* _Your objective_
Reproduce the lines below with "awning" renamed to "canopy" and nothing else altered, leaving the pictures out.

* _Supplied data_
* * * * *

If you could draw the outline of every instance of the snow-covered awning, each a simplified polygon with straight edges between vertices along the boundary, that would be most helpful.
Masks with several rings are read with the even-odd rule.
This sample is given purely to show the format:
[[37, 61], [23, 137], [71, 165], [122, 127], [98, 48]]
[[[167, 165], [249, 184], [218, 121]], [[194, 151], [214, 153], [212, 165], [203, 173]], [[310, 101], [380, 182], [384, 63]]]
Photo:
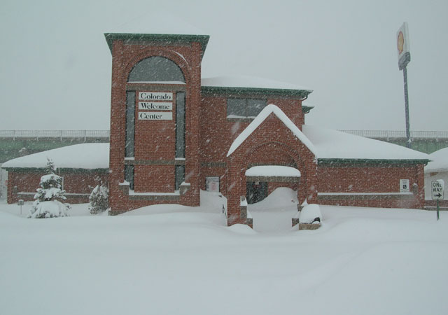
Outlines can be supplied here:
[[222, 76], [203, 78], [201, 92], [213, 94], [220, 93], [288, 95], [304, 99], [313, 92], [304, 86], [248, 76]]
[[262, 165], [252, 167], [246, 171], [246, 181], [298, 183], [300, 171], [281, 165]]
[[108, 169], [109, 144], [81, 144], [30, 154], [5, 162], [4, 169], [44, 169], [47, 159], [58, 169]]
[[430, 160], [428, 155], [404, 146], [337, 130], [309, 125], [304, 125], [302, 130], [316, 148], [316, 156], [319, 160], [421, 160], [426, 162]]
[[281, 165], [252, 167], [246, 171], [246, 176], [300, 177], [300, 171], [294, 167]]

* * * * *

* _Exercise output_
If you could draw the outline of every instance of the snow-covered canopy, each a simplified polygon with straight edges between vertices along the boundary, that would be most helpful.
Masks with several rings are read with the even-odd rule.
This sample is given purely to show the format:
[[37, 61], [23, 137], [71, 165], [122, 127], [98, 48]]
[[[167, 165], [249, 184], [218, 121]], [[194, 151], [214, 153], [212, 165], [203, 173]], [[310, 101], [380, 182], [384, 63]]]
Photo:
Outlines can be supplied here:
[[222, 76], [203, 78], [201, 92], [213, 94], [220, 93], [288, 95], [304, 99], [313, 92], [304, 86], [248, 76]]
[[262, 165], [252, 167], [246, 171], [246, 181], [298, 183], [300, 171], [281, 165]]
[[108, 169], [109, 144], [81, 144], [30, 154], [5, 162], [4, 169], [44, 169], [47, 159], [58, 169]]
[[430, 160], [428, 155], [404, 146], [337, 130], [309, 125], [304, 125], [302, 130], [316, 148], [316, 156], [319, 160], [421, 160], [426, 162]]
[[281, 165], [252, 167], [246, 171], [246, 176], [300, 177], [300, 171], [294, 167]]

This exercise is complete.